* _Instructions to follow_
State how many lines of the items below contain the string "shrub", giving only the number. Case matters.

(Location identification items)
+++++

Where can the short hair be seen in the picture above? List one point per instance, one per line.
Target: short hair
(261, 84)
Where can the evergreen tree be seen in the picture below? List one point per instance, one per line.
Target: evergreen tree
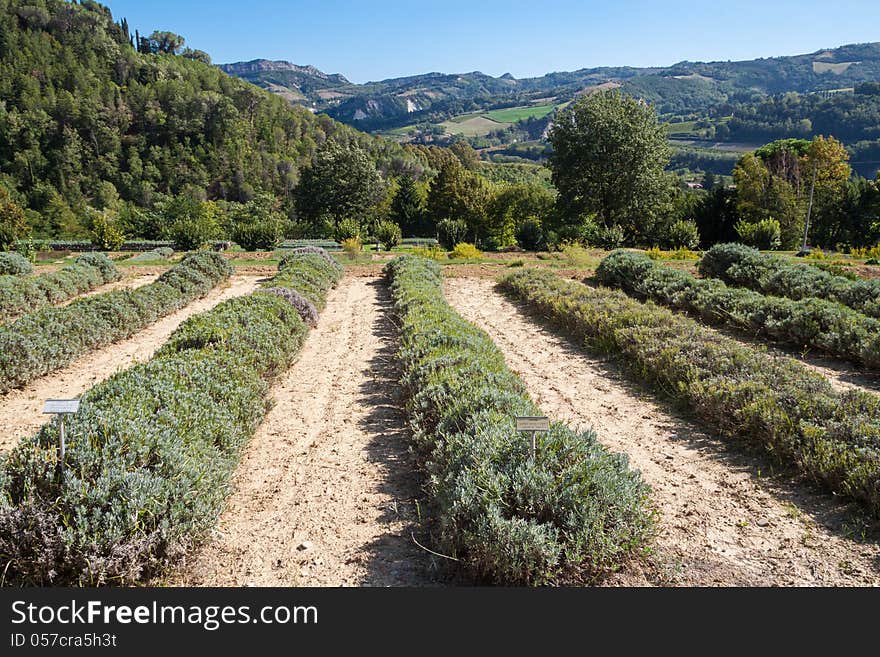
(408, 210)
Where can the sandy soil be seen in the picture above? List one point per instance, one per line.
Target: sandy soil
(20, 410)
(324, 495)
(723, 521)
(841, 374)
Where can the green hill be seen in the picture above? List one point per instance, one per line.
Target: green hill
(85, 116)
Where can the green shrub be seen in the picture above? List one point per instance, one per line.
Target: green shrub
(574, 511)
(150, 451)
(765, 234)
(27, 294)
(352, 247)
(530, 236)
(42, 341)
(348, 229)
(739, 265)
(451, 232)
(193, 232)
(774, 402)
(814, 323)
(259, 236)
(312, 274)
(682, 235)
(606, 237)
(464, 250)
(389, 235)
(14, 264)
(105, 233)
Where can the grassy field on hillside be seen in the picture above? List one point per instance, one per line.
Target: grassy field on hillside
(514, 114)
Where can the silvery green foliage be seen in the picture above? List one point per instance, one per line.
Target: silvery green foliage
(152, 448)
(42, 341)
(25, 294)
(14, 264)
(807, 323)
(291, 255)
(159, 253)
(310, 273)
(304, 307)
(743, 266)
(776, 403)
(574, 512)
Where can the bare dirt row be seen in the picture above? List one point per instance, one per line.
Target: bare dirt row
(21, 409)
(325, 493)
(722, 520)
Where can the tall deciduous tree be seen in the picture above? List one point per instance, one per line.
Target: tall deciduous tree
(776, 181)
(609, 155)
(408, 209)
(13, 223)
(342, 183)
(459, 195)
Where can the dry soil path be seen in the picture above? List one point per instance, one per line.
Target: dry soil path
(720, 522)
(20, 409)
(324, 495)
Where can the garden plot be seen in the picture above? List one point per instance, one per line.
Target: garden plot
(21, 409)
(721, 523)
(132, 280)
(324, 495)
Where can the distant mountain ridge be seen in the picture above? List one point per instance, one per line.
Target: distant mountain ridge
(681, 87)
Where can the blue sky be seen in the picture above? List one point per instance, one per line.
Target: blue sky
(377, 40)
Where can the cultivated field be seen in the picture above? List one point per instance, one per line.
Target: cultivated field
(288, 421)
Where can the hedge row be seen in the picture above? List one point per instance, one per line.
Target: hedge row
(51, 337)
(815, 323)
(773, 402)
(150, 452)
(744, 266)
(575, 511)
(311, 271)
(14, 264)
(26, 294)
(128, 245)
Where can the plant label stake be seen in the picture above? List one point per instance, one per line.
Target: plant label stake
(61, 407)
(533, 425)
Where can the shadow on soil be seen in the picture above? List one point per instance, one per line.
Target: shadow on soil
(841, 518)
(394, 559)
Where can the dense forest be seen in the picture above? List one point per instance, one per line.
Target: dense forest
(91, 114)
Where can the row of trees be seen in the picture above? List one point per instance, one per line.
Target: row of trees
(609, 165)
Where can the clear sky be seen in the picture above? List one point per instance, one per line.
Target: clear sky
(377, 40)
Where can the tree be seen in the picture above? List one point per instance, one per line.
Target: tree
(709, 181)
(459, 195)
(13, 222)
(168, 43)
(779, 180)
(258, 224)
(191, 223)
(465, 154)
(513, 205)
(341, 183)
(609, 155)
(408, 209)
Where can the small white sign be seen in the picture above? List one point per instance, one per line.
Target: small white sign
(532, 423)
(59, 406)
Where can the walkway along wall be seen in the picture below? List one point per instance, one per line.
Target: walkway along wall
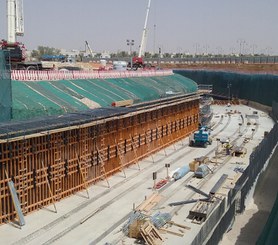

+++++

* _Exercise solution_
2